→ YOUR INSTRUCTIONS
Transcribe each line of the material as it is, and drop any picture.

START GIVEN ENTRIES

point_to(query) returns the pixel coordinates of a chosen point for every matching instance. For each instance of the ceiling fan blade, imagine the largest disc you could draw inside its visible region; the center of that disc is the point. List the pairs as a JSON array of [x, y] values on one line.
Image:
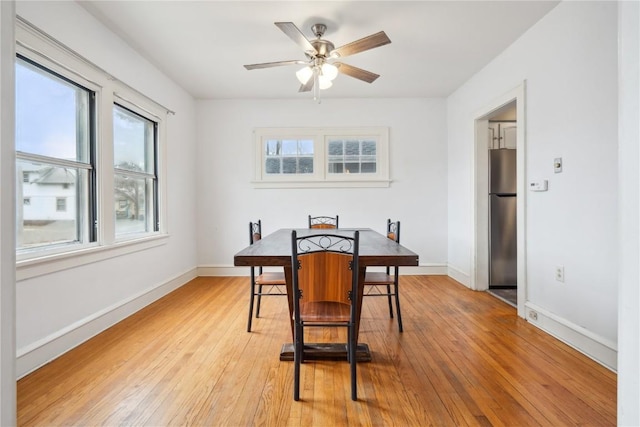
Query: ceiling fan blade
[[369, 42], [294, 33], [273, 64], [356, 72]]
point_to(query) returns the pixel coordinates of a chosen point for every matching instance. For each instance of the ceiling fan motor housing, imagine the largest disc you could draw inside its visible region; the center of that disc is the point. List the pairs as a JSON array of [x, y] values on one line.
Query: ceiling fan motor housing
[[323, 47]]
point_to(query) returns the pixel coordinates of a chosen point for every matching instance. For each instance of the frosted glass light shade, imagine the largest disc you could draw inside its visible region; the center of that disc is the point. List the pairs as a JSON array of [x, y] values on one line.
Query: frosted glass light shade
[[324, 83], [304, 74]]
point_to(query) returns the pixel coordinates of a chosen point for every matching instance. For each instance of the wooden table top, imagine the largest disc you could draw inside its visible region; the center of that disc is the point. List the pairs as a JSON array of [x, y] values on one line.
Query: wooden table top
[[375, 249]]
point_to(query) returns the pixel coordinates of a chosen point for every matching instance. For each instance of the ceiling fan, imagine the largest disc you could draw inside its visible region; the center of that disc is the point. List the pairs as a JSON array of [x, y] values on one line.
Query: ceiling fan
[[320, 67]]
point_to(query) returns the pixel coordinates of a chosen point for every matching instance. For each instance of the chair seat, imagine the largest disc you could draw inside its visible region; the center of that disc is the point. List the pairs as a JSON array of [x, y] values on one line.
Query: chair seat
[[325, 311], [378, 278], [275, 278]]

END GIVEN ENTRIES

→ REPLY TO THE EXERCISE
point_to(query) returns the pixel coordinates of a chosen point for every matching instance. For each instance of the ceiling fan blade, imagine the largest disc you could draw inside its visible region; the center of that disc is the point. List the pairs as a JSON array of [x, y] values on one line.
Image:
Query: ceiling fan blade
[[369, 42], [294, 33], [273, 64], [356, 72]]
point_to(query) returns the pixel coordinates of a chosen point for every matching instance. For each instance of the ceiling fan motor housing, imagine the largest disc you could draw inside its visible region; the center of that disc is the point. List the pairs as a JSON array of [x, y] values on one line.
Query: ceiling fan motor housing
[[323, 47]]
point_to(query) returns the pixel coordinates of a chosen point for every matching instance. For each instance of the frosted glass light shade, imagine the largest disc you could draw inside its visible region; the center of that disc is the point. List the pairs as a JSON array of [x, y] values on one line.
Query: frosted glass light shade
[[324, 83], [304, 74]]
point_to(query) returns the pixel coordinates of a chosen point for every matching instance. For each instance of the wooden table top, imagine the largest disc you could draw inside its visible region; the center of that disc is the point. List the pairs as a JSON array of [x, y] values on one line.
Query: wooden table top
[[375, 249]]
point_to(query) returns the pixel coordinates of a chosen point for every matching instance. For each instance of the ceiling fan, imagine the largest disc you could draw inside its visible region; the center of that disc is the point. List the pairs as a JSON array of [x, y] values on one line.
Query: ceiling fan
[[320, 67]]
point_to(query) returns the pixel coordinates of a chosen point for every matching instance. For each instance of the chair seat, imagine the largest disc you could draw inside its visible region; the center of that disc is the point. List the pairs as a JSON array of [x, y] values on one line.
Query: chair seat
[[325, 311], [378, 278], [275, 278]]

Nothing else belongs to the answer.